- Written task 1
Answer these questions about the capstone progress report:
(a) Which package was used to clean the data in the first attempt?
(b) Which tool created the n-grams in that attempt?
(c) What encoding is set when the blog lines are read in?
- Written task 2
Rewrite the capstone progress report between "This report is" and "make it work.", inclusive, changing "tm package" to "quanteda package".

- Selected text
This report is meant to show my progress for my capstone project on Natural Language Processing. In this report, I will attempt to demonstrate that I have successfully:
There are more than one more approach to this capstone project as there are multiple packages developed to process texts.
My initial attempt at this involves using the tm package to clean the data and using Rweka for creating n-grams. While it does the work required, it was an ardous task putting it all together to make it work.
I soon discovered the Quanteda package, an incredibly powerful user-developed tool for natural language processing which made this milestone project a much easier task compared to my previous method.
More info on the Quanteda package and its functions can be found here.
The necessary packages for text mining and NLP are loaded. The data that we will be using is downloaded and read in as lines.
#Loading the necessary packages
library(quanteda)
library(ggplot2)
library(stringi)
library(stopwords)
#Downloading the data
fileURL <- "https://d396qusza40orc.cloudfront.net/dsscapstone/dataset/Coursera-SwiftKey.zip"
if(!file.exists(basename(fileURL))){
download.file(fileURL)
unzip(basename(fileURL))
}
#Reading in the data. UTF-8 encoding setting to accomodate for most type of characters seen in the text.
blogs<- file("./en_US/en_US.blogs.txt")
blogs <- readLines(blogs,encoding = "UTF-8", skipNul = TRUE)

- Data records
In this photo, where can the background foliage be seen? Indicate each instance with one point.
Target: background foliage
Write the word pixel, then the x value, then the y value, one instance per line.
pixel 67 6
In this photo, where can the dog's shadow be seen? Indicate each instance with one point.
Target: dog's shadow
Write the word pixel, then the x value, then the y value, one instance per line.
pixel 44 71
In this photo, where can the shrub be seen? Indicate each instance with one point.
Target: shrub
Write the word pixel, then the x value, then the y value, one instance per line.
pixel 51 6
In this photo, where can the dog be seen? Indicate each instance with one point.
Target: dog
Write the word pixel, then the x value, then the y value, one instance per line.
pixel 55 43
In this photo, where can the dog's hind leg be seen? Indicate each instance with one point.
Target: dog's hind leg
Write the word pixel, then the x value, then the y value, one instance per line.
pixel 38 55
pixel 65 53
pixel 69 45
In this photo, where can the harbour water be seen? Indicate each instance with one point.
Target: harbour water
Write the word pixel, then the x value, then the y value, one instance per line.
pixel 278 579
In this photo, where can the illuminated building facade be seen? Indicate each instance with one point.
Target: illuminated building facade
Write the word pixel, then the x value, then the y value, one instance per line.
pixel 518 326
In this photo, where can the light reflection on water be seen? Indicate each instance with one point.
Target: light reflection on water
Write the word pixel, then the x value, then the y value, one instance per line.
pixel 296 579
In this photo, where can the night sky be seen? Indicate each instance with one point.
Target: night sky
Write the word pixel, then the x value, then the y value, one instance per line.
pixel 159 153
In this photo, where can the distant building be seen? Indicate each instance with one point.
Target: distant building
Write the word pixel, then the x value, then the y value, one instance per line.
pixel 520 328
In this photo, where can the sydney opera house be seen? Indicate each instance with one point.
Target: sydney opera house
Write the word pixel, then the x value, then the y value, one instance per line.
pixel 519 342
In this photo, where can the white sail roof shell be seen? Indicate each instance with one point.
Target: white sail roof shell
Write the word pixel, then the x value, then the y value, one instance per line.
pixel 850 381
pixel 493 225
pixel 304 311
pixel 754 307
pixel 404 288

- Solution 1
(a) The tm package
(b) Rweka
(c) UTF-8

- Solution 2
This report is meant to show my progress for my capstone project on Natural Language Processing. In this report, I will attempt to demonstrate that I have successfully:
There are more than one more approach to this capstone project as there are multiple packages developed to process texts.
My initial attempt at this involves using the quanteda package to clean the data and using Rweka for creating n-grams. While it does the work required, it was an ardous task putting it all together to make it work.